= Tarefas do exercício =
[A] Substitua "Michelle" por "Isabelle" na passagem do blogue, de "Nota: haverá forma" a "My Michelle.", e apresente o trecho resultante.
[B] Prossiga a passagem do blogue sobre a arca de sândalo e as memórias do colégio, escrevendo o que vem a seguir à última frase.

= Passagem do blogue =
═══

Nota: haverá forma mais pungente de deixar o fim-de-semana?

sexta-feira, março 04, 2005

molles somni


Michelle, ma belle.
These are words
That go together well,
My Michelle.

Michelle, ma belle.
Sont les mots qui
Vont tres bien ensemble,
Tres bien ensemble.

I love you, I love you, I love you.
That's all I want to say.
Until I find a way
I will say the only words I know
That you'll understand.

I need you, I need you, I need you.
I need to make you see,
Oh, what you mean to me.
Until I do I'm hoping you
Will know what I mean.

I love you.

I want you, I want you, I want you.
I think you know by now
I'll get to you somehow.
Until I do I'm telling you
So you'll understand.

I will say the only words I know
That you'll understand,
My Michelle
.

(Lennon-McCartney)

Suum cuique tribuere: um sentido agradecimento ao estimado amigo que assim reabilitou o meu dia.

quinta-feira, março 03, 2005

a contrario sensu

- Não me sinto bem aqui. Há gente a mais cá em casa.

Nota: Kim diz mais ou menos o mesmo sobre a cidade de Lahore quando, nas páginas de Kipling, persuade o velho lama bhotiya (tibetano) a aceitá-lo como o seu novo chela (discípulo) - Na Casa das Maravilhas pesquei a conversa sobre tantos países novos e estranhos, e pensei que, se um homem velho assim e tão pouco habituado, isto é, tão habituado a falar a verdade, tem a coragem de sair pelo mundo à procura de uma coisa à toa como um rio, eu também devia pôr-me a viajar. Estou farto disto aqui - desta cidade. Cresces, portanto, em sabedoria e sou eu, agora, o teu chela.

quarta-feira, março 02, 2005

ad perpetuam rei memoriam

Às vezes descerro o ferrolho da arca de sândalo, esventro-a das tripas de enxoval – um esvoaçar de panos e naperons, fronhas e atoalhados - e recupero o bibezinho tinto Grão Vasco de um colégio difuso escorado por prédios tristes, no qual me permito introduzir a cabeça e os braços decrescidos para o efeito, num fenómeno físico cronometrado com a regressão do siso e dos dentes que o confirmam nas traseiras da mandíbula. Faço-o à pressa para não chegar atrasado à escuna dos escravos na embocadura da Rua D. Pedro IV, e ver-me, por chegar atrasado, adstrito a cotos sujos de lápis de cera que os meus colegas pontuais repeliram para um canto sombrio do armário. Lavro um rego no parietal esquerdo da horta repolhuda, acasalo três botões e três casas do meio do peito à ponta do ombro e abordo pesaroso a carrinha verde do senhor Manuel - que deixa a urna e a eterna saudade cinzelada em mármore de Vila Viçosa para tornar a transportar a carga de Angola a São Tomé -, cerzindo as pálpebras para não verter em lágrimas a angústia que me tosta a faringe, o luto pesado de um dia perdido entre cubos de plástico e o desenho de uma casa e um sol com uma linha curva no lugar da boca, quando o que realmente quero é embeber uma bolacha Maria no café com leite da minha avó e rechaçar, num ataque desferido do alto da nespereira, os hunos que assolam a capoeira e os brincos de princesa no topo do quintal. Às vezes trago um papelinho para casa ao fim da tarde, e no papelinho uma nota para os meus pais a avisar que choro com facilidade e sem motivo aparente, a cabeça desproporcionada a esgaçar o bibezinho tinto Grão Vasco enquanto devolvo um naperon à arca.

═══

= Excerto da fonte =

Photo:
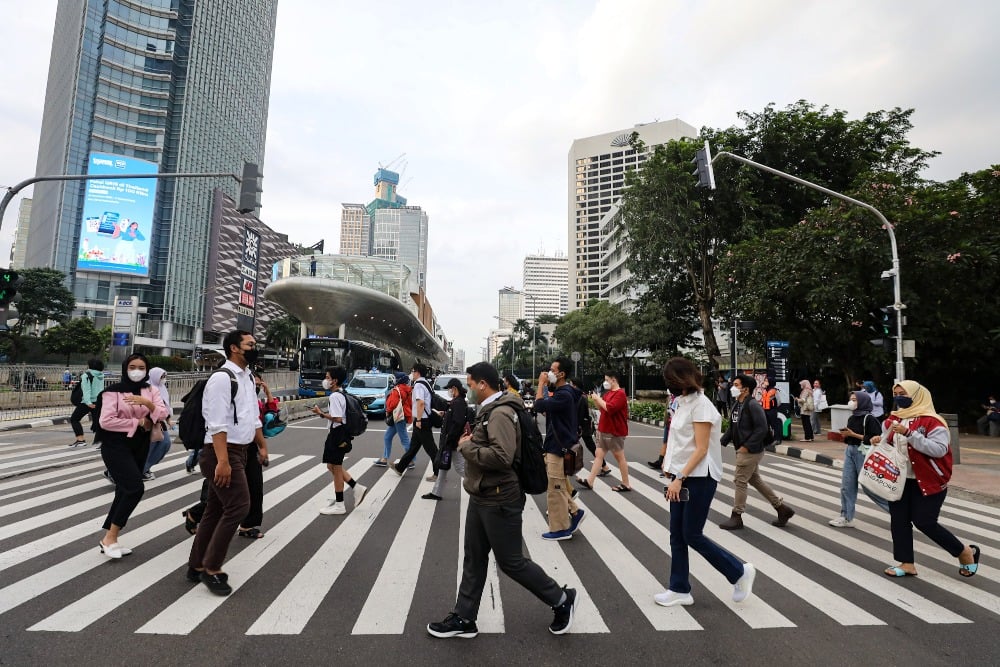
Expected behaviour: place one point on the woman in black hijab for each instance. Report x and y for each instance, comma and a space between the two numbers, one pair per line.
128, 412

═══

= Respostas do exercício =
[A]
Nota: haverá forma mais pungente de deixar o fim-de-semana?

sexta-feira, março 04, 2005

molles somni


Isabelle, ma belle.
These are words
That go together well,
My Isabelle.

[B]
terça-feira, março 01, 2005

Wir sind immer zu Ihren Diensten

Hoje é um dia lúgubre como o escorregar de pontas de dedos no nylon e no filamento de prata de um bordão em Arieta. Hoje cumpro os mesmos trajectos de ontem, mas purgado do conforto de saber que não é dia de andante nostalgico, e que por isso não devo ceifar os gravetos de três dias na curva caprichosa do queixo em seis minutos e vinte e três segundos - porque o concierto madrigal para dos guitarras y orquestra não vai além, hoje, de Arieta e do andante nostalgico -, que não devo varrer com cerdas e espuma branca os restos de trigo torrado das frestas entre as penedias de molares em seis minutos e vinte e três segundos, que não devo cobrir de ganga as canelas e as rótulas tolhidas de frio em seis minutos e vinte e três segundos, que não devo medir forças com os botões nos punhos da camisa em seis minutos e vinte e três segundos, não os botões principais, antes os botões minúsculos que escondem as bocas de esgoto de sangue venoso nos estuários dos pulsos, complicativos e cerimoniosos, ciosos das suas missões como anões auxiliares de ilusionista. Porque hoje é dia de tudo isto, em fracções eternas de seis minutos e vinte e três segundos, num andante nostalgico de passeio para passeio, andante porque contínuo, nostálgico porque lúgubre como o escorregar de pontas de dedos no nylon e no filamento de prata de um bordão em Arieta.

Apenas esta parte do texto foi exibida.